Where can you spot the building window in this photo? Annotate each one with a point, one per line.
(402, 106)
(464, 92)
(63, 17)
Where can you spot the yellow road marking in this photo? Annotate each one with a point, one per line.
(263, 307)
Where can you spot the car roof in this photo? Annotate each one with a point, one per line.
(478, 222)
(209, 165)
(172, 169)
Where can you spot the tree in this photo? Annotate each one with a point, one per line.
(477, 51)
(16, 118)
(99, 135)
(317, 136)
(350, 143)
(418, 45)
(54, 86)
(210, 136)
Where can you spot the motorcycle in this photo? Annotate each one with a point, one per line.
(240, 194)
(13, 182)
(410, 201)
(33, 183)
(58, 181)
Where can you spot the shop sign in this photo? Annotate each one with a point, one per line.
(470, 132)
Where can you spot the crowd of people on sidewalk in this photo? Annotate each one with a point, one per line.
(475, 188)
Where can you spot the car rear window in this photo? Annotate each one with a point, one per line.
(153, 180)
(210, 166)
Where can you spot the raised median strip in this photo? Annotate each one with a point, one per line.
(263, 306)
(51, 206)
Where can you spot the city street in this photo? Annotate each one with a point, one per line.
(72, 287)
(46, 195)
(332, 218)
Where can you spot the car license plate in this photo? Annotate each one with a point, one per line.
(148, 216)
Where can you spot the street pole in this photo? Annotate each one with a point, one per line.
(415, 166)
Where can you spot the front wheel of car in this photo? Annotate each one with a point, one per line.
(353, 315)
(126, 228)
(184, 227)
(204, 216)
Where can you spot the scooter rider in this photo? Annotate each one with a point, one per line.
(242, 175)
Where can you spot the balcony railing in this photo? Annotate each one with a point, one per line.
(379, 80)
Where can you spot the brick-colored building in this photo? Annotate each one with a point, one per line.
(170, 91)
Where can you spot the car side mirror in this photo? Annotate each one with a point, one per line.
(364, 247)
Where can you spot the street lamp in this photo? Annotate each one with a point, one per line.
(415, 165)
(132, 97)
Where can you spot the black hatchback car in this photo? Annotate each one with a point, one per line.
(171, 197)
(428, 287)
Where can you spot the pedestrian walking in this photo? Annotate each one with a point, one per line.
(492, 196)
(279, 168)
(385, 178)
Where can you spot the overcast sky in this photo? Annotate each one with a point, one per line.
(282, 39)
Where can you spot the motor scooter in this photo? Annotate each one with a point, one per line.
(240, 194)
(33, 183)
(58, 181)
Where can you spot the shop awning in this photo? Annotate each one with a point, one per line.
* * *
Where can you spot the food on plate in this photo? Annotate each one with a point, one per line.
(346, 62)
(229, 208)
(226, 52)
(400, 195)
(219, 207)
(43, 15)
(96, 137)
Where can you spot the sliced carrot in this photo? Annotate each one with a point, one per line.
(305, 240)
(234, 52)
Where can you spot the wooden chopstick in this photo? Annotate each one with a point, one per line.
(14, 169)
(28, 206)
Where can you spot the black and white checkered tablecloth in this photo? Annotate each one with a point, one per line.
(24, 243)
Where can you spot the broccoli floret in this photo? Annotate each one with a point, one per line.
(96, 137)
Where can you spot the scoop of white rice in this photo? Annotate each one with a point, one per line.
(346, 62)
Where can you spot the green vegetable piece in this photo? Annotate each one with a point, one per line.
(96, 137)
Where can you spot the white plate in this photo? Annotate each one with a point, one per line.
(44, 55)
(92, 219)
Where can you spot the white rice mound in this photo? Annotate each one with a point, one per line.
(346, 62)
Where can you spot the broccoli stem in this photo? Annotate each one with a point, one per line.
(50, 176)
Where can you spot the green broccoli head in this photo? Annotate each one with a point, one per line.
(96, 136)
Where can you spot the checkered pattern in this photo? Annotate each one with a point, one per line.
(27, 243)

> SET PROBLEM:
Swap every "street" for "road" in the material from the line with "Where can you spot the city" to the line with "Where can you spot the shop awning", keeping all else unchanged, and give back only those lines.

> SOLUTION BELOW:
Where can you spot the city road in this photo? Annotate each one with a point, one per line.
(72, 287)
(46, 195)
(332, 218)
Where can you spot the car license plate in this photo? Annotate each one with a point, one per line.
(148, 216)
Where can you spot the road pole in this photo? Annotate each one with a point, one per line.
(415, 166)
Where can you spot the front wheel of car in this photo? Annotate each one with a point, one per line.
(353, 315)
(126, 228)
(184, 227)
(204, 216)
Where can you spot the scooter rider in this photo? Annotate each one with a point, one per line.
(242, 175)
Where can you spot the balcony railing in this photo? Annotate each one with a point, one per line.
(379, 80)
Where can you spot the brick-colored building in this photo? Annotate each one with a point, one per line.
(170, 91)
Where can you spot the car side mirror in this photo? Annotate each one with a point, one per line.
(364, 247)
Where can you spot the road lamp in this photo? Annotate each one with a point, one per line.
(415, 165)
(132, 97)
Where can you spot the black hatchback car in this photo? Annotate each one with a point, one per line.
(171, 197)
(428, 287)
Where can you spot the pedestrian walking in this photo? Annotate each one with a point, one per line.
(492, 196)
(279, 168)
(385, 178)
Where can you spot the overcast sky in this photo? Annotate each one with a point, one per line.
(282, 39)
Where can you spot the motor scooter in this photo? Annotate each one with a point, one per line.
(240, 194)
(33, 183)
(58, 181)
Where can you spot the shop awning in this photo? Annotate each one with a point, one per line.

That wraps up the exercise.